• [Dataset entries]:
────────

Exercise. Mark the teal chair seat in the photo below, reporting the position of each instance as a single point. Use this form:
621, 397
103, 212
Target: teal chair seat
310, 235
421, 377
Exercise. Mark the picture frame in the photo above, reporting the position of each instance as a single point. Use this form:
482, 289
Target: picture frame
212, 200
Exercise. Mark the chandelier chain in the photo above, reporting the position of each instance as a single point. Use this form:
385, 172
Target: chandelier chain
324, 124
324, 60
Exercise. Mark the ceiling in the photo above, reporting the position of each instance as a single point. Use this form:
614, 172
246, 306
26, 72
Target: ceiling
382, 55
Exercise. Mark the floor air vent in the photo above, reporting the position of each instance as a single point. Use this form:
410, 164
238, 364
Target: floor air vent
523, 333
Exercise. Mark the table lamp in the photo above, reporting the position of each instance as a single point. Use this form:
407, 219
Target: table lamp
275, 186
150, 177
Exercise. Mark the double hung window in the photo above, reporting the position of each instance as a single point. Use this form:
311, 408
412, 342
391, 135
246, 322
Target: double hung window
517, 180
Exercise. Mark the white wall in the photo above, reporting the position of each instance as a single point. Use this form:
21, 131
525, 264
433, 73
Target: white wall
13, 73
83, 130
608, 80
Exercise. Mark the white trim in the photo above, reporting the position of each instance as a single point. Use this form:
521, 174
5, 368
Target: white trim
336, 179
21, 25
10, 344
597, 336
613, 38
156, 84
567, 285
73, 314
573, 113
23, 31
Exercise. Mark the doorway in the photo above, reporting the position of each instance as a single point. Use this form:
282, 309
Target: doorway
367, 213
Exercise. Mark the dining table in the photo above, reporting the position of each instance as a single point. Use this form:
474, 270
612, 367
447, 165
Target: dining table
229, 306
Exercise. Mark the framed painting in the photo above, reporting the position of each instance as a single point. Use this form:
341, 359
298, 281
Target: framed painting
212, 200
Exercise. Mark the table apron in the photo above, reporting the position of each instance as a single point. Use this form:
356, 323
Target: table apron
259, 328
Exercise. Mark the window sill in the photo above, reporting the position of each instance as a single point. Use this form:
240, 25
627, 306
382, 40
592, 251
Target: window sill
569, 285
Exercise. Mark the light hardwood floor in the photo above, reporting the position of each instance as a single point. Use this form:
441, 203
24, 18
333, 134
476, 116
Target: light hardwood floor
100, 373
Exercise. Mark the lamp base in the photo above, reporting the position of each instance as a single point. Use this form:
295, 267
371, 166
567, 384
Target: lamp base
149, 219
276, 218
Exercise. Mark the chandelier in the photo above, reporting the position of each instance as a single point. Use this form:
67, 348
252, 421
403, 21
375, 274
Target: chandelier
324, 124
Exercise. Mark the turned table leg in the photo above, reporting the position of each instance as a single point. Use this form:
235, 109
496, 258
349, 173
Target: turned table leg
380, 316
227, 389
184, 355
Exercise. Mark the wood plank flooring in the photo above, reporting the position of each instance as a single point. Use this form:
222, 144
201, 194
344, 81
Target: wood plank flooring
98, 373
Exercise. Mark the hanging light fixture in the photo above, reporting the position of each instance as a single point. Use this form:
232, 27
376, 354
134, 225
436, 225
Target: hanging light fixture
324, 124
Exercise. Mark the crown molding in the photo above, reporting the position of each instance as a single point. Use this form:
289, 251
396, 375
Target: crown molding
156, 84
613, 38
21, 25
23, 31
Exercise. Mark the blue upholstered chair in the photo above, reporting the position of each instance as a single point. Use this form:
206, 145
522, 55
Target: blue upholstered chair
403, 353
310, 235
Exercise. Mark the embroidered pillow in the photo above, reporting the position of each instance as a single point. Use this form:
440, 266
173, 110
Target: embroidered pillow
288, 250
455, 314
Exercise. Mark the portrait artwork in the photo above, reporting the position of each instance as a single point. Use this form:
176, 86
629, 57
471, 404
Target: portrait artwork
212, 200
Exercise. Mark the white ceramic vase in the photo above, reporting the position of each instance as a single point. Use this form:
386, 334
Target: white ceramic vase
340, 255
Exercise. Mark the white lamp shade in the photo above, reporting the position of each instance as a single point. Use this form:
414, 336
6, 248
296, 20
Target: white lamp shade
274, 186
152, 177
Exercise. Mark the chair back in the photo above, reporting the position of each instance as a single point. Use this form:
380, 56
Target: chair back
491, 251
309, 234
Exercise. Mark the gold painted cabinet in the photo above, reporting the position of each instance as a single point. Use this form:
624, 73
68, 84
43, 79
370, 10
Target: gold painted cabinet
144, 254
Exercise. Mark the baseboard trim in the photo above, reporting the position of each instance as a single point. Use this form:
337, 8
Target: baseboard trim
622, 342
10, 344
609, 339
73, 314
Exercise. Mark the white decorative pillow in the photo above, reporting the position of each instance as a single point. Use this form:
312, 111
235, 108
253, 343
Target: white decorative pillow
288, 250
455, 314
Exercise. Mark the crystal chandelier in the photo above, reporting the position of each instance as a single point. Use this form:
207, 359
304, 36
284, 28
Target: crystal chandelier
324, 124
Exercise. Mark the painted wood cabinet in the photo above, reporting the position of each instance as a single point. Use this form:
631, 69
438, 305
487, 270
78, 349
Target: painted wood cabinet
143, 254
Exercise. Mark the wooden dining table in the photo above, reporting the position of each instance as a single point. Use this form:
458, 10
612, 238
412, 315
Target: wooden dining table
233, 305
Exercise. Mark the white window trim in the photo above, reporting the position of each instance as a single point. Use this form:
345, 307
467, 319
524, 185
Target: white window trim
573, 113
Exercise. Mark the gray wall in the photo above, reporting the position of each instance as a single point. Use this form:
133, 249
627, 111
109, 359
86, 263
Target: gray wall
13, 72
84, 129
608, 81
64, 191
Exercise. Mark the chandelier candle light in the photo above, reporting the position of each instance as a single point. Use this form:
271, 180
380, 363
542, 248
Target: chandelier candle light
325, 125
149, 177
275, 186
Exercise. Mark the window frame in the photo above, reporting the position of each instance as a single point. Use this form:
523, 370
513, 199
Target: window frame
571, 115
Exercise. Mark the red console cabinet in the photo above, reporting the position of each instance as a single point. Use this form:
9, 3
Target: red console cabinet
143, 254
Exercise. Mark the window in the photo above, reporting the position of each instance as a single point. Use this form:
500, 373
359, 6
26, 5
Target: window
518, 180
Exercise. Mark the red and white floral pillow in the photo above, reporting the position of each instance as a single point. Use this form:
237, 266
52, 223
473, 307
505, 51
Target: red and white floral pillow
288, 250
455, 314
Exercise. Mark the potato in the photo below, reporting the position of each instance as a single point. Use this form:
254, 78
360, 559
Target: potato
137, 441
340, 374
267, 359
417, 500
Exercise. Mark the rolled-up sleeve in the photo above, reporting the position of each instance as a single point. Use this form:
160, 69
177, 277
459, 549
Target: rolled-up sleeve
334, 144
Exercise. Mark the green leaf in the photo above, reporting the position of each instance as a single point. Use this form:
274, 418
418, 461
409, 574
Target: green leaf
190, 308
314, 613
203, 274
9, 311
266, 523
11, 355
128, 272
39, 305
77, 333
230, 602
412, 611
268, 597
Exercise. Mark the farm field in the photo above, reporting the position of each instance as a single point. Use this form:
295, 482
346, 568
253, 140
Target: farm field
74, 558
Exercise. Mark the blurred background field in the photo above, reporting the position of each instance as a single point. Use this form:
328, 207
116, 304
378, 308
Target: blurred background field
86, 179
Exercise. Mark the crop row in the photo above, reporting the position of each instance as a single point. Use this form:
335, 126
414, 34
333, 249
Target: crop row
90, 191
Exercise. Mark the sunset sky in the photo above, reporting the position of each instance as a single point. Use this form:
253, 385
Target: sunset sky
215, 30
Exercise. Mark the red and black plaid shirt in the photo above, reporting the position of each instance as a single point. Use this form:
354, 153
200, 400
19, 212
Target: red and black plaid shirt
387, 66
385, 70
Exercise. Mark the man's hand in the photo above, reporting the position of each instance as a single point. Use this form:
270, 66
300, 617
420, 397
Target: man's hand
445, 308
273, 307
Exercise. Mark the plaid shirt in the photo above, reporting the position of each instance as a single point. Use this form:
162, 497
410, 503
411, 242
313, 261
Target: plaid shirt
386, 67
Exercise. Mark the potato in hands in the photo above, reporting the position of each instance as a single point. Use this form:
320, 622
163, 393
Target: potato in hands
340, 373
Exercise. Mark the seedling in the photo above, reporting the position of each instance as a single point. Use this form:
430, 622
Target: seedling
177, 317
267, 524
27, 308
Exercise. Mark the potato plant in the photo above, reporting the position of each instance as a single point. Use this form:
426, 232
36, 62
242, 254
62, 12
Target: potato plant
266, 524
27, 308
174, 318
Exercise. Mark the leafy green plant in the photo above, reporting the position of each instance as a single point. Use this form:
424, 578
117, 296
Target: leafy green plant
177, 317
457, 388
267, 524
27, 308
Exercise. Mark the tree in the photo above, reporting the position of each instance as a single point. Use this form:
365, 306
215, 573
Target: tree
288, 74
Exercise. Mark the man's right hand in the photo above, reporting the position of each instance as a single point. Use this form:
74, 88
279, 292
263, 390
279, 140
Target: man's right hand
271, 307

────────

• [EXERCISE REQUIREMENTS]:
Rewrite every line from the line with "Exercise. Mark the potato plant" through the end of the records, shifting each coordinate in the answers by -94. Leave all other lines unchanged.

• [FULL ANSWER]:
Exercise. Mark the potato plant in the photo above, reporting the position of each instance as a single point. Use this form:
426, 232
36, 62
242, 254
62, 12
Target: potato plant
172, 430
-67, 214
80, 224
Exercise. Mark the leafy green plant in the photo above, reporting the position of each instance as a single point. Use this form:
424, 578
117, 296
Target: leafy green plant
83, 223
363, 294
173, 430
-67, 214
Exercise. Mark the tree in the photo above, reporting the position of each instance as a single point. Use this form:
365, 306
215, 573
Target: tree
194, -20
Exercise. Mark the man's right hand in the photo above, reporting the position of each instance as a single point. Use this form:
74, 88
279, 292
263, 390
279, 140
Target: man's right hand
177, 213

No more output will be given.